TEXT PASSAGE:
+ + + + + + +
Scott Walker Back Catalogue Part 4 – The Drift to Abstraction.

Mr. Dawson required a clear head to contemplate the latter career of Scott Walker. Just the mention of the name made Mr. Dawson wince. Thinking about Tilt, in his condition?

Mr. Dawson required a clear head to contemplate the latter career of Scott Walker. Just the mention of the name made Mr. Dawson wince. Thinking about Tilt, in his condition?

Scott Walker Back Catalogue Part 4 – The Drift to Abstraction.

 

The morning was bloody.

 

Mr. Dawson’s tongue appeared to have expanded until it had filled his mouth, and mouth and tongue both appeared to be made of Velcro. No amount of water would staunch the flow of this hangover; a bloody mary would nip it in the bud though, and even though it could be but a temporary measure Mr. Dawson required a clear head to contemplate the latter career of Scott Walker. Just the mention of the name made Mr. Dawson wince. Thinking about Tilt, in his condition?

 

But that was to come. First, the walk that Mr Foster had made a few hours earlier. Plucking a smoky bacon flavoured crisp from his hair (courtesy of the landlord’s foul eating habits the evening before) Mr Dawson set off to join Mr. Foster in the Grey Horse. Suitably wintered in hat, coat and scarf, Mr. Dawson set off at a brisk pace, telling himself all the while that if he could get to the Grey Horse in thirty minutes he should be able to drink enough quickly enough to stave off the impending hangover.
+ + + + + + +
WRITTEN PROBLEM 1: Reproduce the passage of the Scott Walker back-catalogue piece that begins with the words "But that was" and ends with "the impending hangover.".
WRITTEN PROBLEM 2: Extend the Scott Walker back-catalogue piece from its final sentence onward.
+ + + + + + +
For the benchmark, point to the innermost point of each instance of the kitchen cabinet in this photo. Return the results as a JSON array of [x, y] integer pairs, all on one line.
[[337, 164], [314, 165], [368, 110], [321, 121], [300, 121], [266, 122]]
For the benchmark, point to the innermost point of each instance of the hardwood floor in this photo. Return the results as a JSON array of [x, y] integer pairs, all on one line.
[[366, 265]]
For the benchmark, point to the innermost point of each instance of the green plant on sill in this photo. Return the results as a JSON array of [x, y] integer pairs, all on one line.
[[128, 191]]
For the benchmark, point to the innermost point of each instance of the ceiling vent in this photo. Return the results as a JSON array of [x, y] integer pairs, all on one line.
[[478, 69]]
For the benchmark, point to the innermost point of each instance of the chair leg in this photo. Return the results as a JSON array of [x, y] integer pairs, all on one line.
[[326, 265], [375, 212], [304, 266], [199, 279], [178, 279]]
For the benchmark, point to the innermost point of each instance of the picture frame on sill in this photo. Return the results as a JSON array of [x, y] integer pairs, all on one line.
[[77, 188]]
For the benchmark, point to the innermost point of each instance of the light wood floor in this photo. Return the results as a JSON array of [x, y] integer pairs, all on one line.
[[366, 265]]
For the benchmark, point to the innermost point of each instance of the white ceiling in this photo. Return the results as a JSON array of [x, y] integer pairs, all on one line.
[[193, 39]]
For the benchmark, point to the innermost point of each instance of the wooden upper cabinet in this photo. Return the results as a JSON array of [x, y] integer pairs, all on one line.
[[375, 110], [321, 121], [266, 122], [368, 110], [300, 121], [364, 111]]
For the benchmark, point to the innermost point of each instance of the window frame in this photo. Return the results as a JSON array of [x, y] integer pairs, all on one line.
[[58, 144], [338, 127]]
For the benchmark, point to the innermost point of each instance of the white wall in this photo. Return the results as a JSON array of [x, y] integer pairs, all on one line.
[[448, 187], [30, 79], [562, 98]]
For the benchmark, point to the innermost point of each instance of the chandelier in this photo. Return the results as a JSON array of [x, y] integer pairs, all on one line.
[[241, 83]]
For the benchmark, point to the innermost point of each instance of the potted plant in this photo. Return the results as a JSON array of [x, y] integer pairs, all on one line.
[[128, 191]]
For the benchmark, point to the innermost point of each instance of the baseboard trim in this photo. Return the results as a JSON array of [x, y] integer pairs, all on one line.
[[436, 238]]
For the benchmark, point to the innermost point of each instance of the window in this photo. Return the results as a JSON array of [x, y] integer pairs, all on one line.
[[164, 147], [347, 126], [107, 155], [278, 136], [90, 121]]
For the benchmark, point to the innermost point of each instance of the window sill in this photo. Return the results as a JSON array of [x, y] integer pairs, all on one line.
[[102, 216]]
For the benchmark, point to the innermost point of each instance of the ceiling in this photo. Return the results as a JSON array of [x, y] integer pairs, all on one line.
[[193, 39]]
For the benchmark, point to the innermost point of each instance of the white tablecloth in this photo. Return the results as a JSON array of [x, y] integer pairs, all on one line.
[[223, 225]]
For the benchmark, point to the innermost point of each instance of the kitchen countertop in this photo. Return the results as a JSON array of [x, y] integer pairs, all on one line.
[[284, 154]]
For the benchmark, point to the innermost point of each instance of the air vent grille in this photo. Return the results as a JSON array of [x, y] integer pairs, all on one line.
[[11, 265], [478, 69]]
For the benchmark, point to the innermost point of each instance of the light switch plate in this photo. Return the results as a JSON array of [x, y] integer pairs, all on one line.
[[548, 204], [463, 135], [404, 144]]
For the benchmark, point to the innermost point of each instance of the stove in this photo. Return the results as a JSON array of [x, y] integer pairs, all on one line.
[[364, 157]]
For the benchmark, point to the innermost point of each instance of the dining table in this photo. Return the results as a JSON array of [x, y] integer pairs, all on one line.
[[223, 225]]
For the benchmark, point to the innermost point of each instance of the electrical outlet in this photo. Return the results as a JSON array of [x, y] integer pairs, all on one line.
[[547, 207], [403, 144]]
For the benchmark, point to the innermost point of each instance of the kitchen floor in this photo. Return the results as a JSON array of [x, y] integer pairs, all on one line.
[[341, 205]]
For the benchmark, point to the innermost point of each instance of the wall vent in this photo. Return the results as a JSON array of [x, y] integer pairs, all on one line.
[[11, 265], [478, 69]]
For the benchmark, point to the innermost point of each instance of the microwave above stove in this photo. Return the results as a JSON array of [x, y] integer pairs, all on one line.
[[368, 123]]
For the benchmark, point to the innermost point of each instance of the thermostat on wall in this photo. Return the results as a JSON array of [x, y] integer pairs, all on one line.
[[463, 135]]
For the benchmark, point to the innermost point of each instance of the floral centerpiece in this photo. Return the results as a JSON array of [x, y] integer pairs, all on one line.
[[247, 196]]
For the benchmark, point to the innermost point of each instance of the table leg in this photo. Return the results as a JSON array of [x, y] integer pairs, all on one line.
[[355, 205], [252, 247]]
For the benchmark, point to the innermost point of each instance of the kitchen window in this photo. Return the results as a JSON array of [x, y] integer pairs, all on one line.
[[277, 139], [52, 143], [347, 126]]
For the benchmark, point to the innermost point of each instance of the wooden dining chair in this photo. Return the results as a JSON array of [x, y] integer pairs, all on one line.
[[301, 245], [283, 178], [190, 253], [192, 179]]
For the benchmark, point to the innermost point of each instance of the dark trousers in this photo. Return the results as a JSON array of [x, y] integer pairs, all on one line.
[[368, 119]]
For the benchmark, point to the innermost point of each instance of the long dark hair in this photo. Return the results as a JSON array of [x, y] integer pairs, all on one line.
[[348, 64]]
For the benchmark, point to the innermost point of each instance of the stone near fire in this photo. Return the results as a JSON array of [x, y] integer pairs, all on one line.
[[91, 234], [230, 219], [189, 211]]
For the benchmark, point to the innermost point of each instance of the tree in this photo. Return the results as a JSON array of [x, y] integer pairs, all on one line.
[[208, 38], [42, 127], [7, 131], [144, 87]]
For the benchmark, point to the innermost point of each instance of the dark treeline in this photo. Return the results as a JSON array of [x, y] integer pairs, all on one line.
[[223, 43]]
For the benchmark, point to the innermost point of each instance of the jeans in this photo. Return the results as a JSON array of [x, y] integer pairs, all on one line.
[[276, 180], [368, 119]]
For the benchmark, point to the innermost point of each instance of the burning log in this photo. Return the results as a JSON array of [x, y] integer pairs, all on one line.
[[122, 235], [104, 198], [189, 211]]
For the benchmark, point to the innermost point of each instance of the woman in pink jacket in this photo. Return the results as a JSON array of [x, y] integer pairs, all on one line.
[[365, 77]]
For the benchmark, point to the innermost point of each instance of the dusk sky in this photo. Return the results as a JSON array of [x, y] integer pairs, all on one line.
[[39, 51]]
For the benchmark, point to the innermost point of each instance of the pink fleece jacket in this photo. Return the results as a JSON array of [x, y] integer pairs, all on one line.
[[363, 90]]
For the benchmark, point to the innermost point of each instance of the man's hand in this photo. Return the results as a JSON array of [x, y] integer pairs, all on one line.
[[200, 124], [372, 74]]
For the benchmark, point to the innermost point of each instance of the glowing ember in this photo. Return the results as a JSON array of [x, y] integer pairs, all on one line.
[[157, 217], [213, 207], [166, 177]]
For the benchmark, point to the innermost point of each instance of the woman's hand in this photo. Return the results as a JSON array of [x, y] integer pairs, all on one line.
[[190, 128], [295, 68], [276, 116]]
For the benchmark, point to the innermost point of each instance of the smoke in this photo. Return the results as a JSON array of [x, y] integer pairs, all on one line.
+ + + + + + +
WRITTEN RESPONSE 1:
But that was to come. First, the walk that Mr Foster had made a few hours earlier. Plucking a smoky bacon flavoured crisp from his hair (courtesy of the landlord’s foul eating habits the evening before) Mr Dawson set off to join Mr. Foster in the Grey Horse. Suitably wintered in hat, coat and scarf, Mr. Dawson set off at a brisk pace, telling himself all the while that if he could get to the Grey Horse in thirty minutes he should be able to drink enough quickly enough to stave off the impending hangover.

WRITTEN RESPONSE 2:
The deep grey sky was heavy with snow and as Mr. Dawson approached the pub the first flakes were beginning to fall. At the moment it was as though they were in a race to be last to reach the ground, but one look at the sky told Mr. Dawson that soon the flakes would be racing to reach it. Mr. Foster was waiting for him, idly picking whelks from a jar whilst reading a book on Greek mythology. Suddenly the world seemed a better place! For it was here, was it not, that Mr. Foster had first made the discovery that pubs are, in essence, a replica of the womb? Mr. Dawson looked around at the deep red walls, the dim lights. He listened to the gentle murmur of men talking to each other and took in the bar where all essential nutrients could be found. More importantly, essential nutrients were already on the table waiting for him – a pint of dark mild, a benny ‘n ‘ot and even some pork scratchings. Mr Foster, airily waving a whelk around on the end of his cocktail stick said: ‘I rather thought you might be ready for these.’ Mr Dawson trembled – had his dignity been held on but a slightly looser rein he would have cried, such was his joy.

 

Eschewing the offer of whelks, but tucking into the pork scratchings with all the aplomb of a seasoned trencherman, Mr Dawson set off on the task at hand: to whit, the final part in their discussion of the work of Scott Walker. Benedictine despatched, Mr Dawson launched into –

 

 

 

Climate of the Hunter (1983)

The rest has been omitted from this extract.